EXERCISE PROMPT:
Recast the records as a numbered list, starting at the beginning of the records and ending at the line that contains "M 181 90 L 182", with both ends included and any blank lines omitted.

----- DATASET EXTRACT

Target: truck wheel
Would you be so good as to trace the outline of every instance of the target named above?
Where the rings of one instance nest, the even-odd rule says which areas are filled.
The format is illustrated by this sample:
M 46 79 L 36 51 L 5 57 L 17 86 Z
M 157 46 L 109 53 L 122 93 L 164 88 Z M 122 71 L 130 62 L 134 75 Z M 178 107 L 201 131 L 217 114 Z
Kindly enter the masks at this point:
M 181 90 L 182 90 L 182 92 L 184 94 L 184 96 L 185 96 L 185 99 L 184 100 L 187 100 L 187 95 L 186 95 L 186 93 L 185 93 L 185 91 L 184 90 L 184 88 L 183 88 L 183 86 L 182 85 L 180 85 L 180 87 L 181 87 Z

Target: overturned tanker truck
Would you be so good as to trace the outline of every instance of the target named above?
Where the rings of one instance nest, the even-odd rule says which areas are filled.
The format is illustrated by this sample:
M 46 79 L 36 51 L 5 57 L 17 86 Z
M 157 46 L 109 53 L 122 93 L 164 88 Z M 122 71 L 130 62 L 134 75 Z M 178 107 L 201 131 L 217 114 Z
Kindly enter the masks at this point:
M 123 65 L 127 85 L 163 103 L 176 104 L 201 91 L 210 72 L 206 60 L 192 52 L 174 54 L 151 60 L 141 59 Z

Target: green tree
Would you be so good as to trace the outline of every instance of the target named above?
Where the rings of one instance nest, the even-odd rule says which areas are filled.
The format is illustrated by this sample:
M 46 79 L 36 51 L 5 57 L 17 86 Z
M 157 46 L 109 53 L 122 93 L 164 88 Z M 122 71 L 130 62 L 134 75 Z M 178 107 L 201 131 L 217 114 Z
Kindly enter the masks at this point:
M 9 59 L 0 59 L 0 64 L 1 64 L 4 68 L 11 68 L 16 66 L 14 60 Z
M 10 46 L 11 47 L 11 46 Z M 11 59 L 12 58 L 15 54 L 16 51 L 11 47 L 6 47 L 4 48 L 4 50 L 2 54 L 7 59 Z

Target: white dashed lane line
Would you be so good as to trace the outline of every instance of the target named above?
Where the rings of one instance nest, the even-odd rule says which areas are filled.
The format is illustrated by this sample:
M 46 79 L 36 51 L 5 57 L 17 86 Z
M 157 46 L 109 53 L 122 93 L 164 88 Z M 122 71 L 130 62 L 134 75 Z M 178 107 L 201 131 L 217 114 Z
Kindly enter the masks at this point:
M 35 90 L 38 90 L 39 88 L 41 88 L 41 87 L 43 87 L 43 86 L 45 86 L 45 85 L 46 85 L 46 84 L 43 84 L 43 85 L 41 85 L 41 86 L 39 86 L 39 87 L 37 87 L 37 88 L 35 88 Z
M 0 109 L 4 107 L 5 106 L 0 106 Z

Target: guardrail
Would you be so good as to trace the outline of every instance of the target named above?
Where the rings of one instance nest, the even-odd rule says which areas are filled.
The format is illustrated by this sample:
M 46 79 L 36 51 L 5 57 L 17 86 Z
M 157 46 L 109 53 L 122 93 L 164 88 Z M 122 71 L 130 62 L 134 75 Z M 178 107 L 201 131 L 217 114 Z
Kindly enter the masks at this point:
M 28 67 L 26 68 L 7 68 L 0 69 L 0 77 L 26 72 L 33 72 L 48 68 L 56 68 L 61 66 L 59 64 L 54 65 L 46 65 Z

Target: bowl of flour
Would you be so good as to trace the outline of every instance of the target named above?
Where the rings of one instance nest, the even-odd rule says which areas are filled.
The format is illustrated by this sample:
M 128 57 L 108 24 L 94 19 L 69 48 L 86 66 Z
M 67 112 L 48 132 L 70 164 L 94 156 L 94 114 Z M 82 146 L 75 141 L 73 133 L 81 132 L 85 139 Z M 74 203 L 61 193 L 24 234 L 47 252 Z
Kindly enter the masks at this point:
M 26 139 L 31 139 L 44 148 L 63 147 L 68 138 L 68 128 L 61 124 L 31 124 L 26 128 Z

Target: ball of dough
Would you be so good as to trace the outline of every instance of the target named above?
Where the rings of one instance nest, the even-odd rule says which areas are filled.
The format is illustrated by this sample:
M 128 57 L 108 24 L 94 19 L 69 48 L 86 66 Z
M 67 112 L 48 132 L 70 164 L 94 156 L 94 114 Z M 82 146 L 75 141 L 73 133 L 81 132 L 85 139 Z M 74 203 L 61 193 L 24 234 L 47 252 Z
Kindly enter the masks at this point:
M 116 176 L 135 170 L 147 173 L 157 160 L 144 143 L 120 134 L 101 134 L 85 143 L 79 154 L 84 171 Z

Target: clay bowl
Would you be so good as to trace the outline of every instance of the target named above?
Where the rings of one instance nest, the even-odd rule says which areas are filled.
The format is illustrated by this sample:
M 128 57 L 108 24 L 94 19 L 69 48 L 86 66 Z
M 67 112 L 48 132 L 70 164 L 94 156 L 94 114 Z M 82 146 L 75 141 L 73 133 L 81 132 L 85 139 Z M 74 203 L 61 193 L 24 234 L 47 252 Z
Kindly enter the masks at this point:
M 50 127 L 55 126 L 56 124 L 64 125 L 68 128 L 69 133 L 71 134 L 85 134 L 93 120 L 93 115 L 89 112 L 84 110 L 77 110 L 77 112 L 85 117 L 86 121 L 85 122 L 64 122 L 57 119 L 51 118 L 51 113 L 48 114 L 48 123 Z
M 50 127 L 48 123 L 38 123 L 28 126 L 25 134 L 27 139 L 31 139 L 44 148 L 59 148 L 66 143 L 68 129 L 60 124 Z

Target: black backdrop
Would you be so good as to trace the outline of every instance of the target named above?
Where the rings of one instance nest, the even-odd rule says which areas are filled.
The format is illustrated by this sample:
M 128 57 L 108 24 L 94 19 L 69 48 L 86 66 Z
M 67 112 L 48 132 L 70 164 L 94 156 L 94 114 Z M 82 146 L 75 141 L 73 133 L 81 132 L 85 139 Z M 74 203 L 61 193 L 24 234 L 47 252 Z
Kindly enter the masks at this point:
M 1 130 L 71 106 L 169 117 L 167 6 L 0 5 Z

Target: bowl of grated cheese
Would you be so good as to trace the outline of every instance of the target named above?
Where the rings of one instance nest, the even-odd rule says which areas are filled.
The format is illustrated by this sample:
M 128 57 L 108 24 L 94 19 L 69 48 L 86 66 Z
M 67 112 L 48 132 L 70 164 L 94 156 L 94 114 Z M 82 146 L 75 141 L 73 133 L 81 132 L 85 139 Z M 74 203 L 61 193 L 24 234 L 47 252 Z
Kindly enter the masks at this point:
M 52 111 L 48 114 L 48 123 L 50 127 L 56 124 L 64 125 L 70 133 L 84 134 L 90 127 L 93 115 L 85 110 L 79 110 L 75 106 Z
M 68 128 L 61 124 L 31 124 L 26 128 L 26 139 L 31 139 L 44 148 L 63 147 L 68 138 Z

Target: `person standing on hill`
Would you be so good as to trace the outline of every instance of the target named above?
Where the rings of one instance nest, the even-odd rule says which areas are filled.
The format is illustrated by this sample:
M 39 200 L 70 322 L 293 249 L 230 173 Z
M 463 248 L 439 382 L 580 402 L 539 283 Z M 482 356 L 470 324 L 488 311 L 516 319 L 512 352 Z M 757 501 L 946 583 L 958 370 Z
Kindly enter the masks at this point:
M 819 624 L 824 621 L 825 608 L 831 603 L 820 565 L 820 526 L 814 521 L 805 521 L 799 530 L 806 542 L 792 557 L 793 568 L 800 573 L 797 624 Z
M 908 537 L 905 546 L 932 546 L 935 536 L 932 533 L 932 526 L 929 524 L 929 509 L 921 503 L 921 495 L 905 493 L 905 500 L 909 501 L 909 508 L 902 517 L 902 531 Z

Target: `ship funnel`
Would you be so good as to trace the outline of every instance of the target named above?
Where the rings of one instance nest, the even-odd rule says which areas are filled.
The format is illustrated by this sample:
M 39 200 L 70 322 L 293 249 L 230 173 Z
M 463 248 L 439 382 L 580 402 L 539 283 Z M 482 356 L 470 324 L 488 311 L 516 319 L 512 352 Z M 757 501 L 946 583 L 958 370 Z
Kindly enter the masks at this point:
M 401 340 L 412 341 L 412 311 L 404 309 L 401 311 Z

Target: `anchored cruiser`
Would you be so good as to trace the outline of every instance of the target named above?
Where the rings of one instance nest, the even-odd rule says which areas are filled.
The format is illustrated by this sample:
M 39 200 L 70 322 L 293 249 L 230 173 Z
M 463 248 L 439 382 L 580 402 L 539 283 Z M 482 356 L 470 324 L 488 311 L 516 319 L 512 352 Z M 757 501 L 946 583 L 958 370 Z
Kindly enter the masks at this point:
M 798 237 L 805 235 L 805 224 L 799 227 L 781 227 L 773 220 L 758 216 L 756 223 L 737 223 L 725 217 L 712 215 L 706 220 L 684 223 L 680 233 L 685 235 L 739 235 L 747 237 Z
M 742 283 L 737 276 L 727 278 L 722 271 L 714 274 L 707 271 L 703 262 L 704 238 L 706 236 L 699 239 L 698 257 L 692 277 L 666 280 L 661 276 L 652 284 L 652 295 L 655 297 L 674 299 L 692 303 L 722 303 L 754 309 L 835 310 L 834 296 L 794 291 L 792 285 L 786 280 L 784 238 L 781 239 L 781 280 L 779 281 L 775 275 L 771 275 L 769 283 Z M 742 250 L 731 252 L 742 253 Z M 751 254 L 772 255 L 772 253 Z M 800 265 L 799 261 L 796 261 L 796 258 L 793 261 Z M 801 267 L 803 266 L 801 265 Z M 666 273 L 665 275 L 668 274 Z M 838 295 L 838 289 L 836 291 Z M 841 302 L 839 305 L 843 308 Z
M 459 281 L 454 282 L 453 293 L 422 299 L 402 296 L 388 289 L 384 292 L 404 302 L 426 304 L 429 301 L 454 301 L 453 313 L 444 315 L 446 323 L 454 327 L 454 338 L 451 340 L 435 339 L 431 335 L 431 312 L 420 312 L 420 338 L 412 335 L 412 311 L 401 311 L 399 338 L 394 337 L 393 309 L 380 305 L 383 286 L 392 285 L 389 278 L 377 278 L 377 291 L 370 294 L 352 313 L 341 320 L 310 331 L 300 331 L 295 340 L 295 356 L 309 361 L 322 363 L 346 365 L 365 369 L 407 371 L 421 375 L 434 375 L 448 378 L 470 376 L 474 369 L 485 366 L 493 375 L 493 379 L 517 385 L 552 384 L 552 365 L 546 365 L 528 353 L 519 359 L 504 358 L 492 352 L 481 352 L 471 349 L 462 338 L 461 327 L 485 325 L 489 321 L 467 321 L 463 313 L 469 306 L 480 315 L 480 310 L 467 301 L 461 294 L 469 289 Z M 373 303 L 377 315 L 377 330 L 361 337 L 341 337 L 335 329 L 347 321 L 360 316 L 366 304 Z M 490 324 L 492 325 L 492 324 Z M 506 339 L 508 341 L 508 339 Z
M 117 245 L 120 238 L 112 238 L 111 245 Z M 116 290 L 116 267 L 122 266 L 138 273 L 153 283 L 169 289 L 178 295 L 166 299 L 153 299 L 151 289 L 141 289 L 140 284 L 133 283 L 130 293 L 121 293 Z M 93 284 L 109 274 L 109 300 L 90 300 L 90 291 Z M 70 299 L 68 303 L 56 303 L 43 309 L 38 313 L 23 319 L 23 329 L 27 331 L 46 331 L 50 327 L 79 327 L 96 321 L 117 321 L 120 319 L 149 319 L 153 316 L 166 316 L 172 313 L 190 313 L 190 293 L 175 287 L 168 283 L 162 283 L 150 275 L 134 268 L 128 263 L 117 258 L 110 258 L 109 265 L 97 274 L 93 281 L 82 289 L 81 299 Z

----------

ANSWER TO THE EXERCISE:
1. Target: truck wheel
2. Would you be so good as to trace the outline of every instance of the target named above?
3. Where the rings of one instance nest, the even-odd rule says which areas are filled.
4. The format is illustrated by this sample:
5. M 46 79 L 36 51 L 5 57 L 17 86 Z
6. M 157 46 L 109 53 L 122 93 L 164 88 Z M 122 71 L 130 62 L 134 75 Z M 178 107 L 201 131 L 217 114 Z
7. Kindly enter the masks at this point:
8. M 181 90 L 182 90 L 182 92 L 184 94 L 184 96 L 185 96 L 185 99 L 184 100 L 187 100 L 187 95 L 186 95 L 186 93 L 185 93 L 185 91 L 184 90 L 184 88 L 183 88 L 183 86 L 182 85 L 180 85 L 180 87 L 181 87 Z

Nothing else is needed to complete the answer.